**Document**
#####
Running this program results in the following which is not correct.

Possible Moves: [java.awt.Point[x=0,y=3], java.awt.Point[x=0,y=5], java.awt.Point[x=2,y=5], java.awt.Point[x=4,y=5], java.awt.Point[x=5,y=3], java.awt.Point[x=5,y=0], java.awt.Point[x=2,y=0], java.awt.Point[x=0,y=1]]

What is the simplest way to find the diagonals of any random point in a square 2D array? Also, suggestions on how to streamline my code would be greatly appreciated.

Thanks!

Answer 1

A number is on an edge of a square if one of the indices is equal to 0, or the length/height of the array. Assuming the array is already a square (you can do the check yourself):

int length = grid.length;
int height = grid[0].length;

Assuming you have the x and y coordinates of the original point:

List<Point> findPossibleMoves(int x, int y) {
    int length = grid.length;
    int height = grid[0].length;
    int originalX = x;
    int originalY = y;
    //add (1, 1), (-1, 1), (-1, -1), (1, -1) to the original position until you reach an edge
}

But wait, do we really need a loop? What if we just straight up add a certain value to the x and y points to reach the edge in 1 step? How do we do that?

Take (2, 3) for example (value = 7 in your array). To find the (0, 0) corner, we use this logic:

• x = 2 is closer to 0 than y is closer to 0 so we get (x - x, y - x) = (0, 1)
• this applies if y is closer to 0 than x: (x - y, y - y) = (x - y, 0)

Take this and apply to say, the (length, height) corner:

• (y = 3) is closer to (height = 5) than (x = 2) to (length = 5) so we get (x + (height - y), (y + (height - y)) = (4, 5)

All 4 corners translated to code would be:

List<Point> findPossibleMoves(int x, int y) {
    List<Point> pointList = new ArrayList<Point>();
    int length = grid.length;
    int height = grid[0].length;

    pointList.add(new Point(x - Math.min(x, y), y - Math.min(x, y)));
    pointList.add(new Point(x + Math.min(length - x, y), y - Math.min(length - x, y)));
    pointList.add(new Point(x - Math.min(x, height - y), y + Math.min(x, height - y)));
    pointList.add(new Point(x + Math.min(length - x, height - y), y + Math.min(length - x, height - y)));

    return pointList;
}

Which can be cleaned up to:

List<Point> findPossibleMoves(int x, int y) {
    List<Point> pointList = new ArrayList<Point>();
    int length = grid.length;
    int height = grid[0].length;

    int to00 = Math.min(x, y);
    int toL0 = Math.min(length - x, y);
    int to0H = Math.min(x, height - y);
    int toLH = Math.min(length - x, height - y);
    pointList.add(new Point(x - to00, y - to00));
    pointList.add(new Point(x + toL0, y - toL0));
    pointList.add(new Point(x - to0H, y + to0H));
    pointList.add(new Point(x + toLH, y + toLH));

    return pointList;
}

Answer 2

I'd do it much more directly. As long as we're supposing that multi is regular, not ragged, we don't even need to know beforehand what its dimensions are. It doesn't even need to be square.
#####
**Material supplied**
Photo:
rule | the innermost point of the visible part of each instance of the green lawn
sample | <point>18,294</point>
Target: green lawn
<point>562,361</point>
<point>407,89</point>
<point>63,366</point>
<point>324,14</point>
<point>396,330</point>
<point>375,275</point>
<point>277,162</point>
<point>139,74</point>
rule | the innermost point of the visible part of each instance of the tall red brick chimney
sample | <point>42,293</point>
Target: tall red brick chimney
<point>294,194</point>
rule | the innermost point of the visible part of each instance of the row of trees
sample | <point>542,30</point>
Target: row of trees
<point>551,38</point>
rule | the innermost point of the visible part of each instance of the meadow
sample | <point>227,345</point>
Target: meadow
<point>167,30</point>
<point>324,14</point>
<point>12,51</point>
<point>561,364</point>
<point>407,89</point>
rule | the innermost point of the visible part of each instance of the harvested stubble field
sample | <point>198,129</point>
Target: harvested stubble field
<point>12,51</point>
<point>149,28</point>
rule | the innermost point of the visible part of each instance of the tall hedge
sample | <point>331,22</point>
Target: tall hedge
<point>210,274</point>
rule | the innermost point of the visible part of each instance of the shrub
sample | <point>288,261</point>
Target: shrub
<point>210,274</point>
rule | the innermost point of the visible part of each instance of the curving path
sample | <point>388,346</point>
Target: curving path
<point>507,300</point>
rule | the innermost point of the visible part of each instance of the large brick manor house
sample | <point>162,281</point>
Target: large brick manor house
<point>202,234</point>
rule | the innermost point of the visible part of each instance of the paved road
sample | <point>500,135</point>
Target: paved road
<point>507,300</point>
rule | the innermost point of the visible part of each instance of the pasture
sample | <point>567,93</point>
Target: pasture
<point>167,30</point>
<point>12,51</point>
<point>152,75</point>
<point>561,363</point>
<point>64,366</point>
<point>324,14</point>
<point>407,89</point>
#####
**Aim**
Pick up the forum thread on finding the diagonals of a point in a square 2D array and continue it from its last sentence.

**Response**
For example, this approach is a much more succinct version of yours:

if (LocationValue == 7) {
    int maxRow = multi.length - 1;
    int maxColumn = multi[0].length - 1;
    int[][] directions = { { 1, 1 }, { 1, -1 }, { -1, 1}, { -1, -1 } };
    ArrayList<Point> finalMoves = new ArrayList<>();

    for (int[] direction : directions) {
        int x1 = x;
        int y1 = y;

        // Proceed in the current direction until we reach an edge
        while (true) {
            int x2 = x1 + direction[0];
            int y2 = y1 + direction[1];

            if ((x2 < 0) || (x2 > numColumns)
                    || (y2 < 0) || (y2 > numRows)) {
                // Moving in farther would take the piece off the board
                break;
            } else {
                x1 = x2;
                y1 = y2;
            }
        }

        finalMoves.add(new Point(x1, y1));
    }

    // ...
}

Note in particular that we can know which points are on an edge very easily (as shown). You can wrap the given condition in a method if you prefer, but there's not much to it. Either way, there's no special need to create Point s that we know are not on an edge, or to engage in two rounds of filtering, or any of that stuff.

Note also that I have DRYed out your code by introducing the directions array. The operations you perform to handle each direction are the same, but for the increments (+1 or -1) for the two axes. The elements of direction capture those differences, removing the need for repetitious code.

Finally, do note that if the initial position is on an edge then two of the computed "moves" will leave the piece at its initial position, and if the initial position is in a corner then three of the moves will leave it in the same place. You can eliminate those, if you wish, by testing x1 and / or y1 before adding a move to finalMoves . Of course, if you do that then the result will sometimes contain fewer than four moves.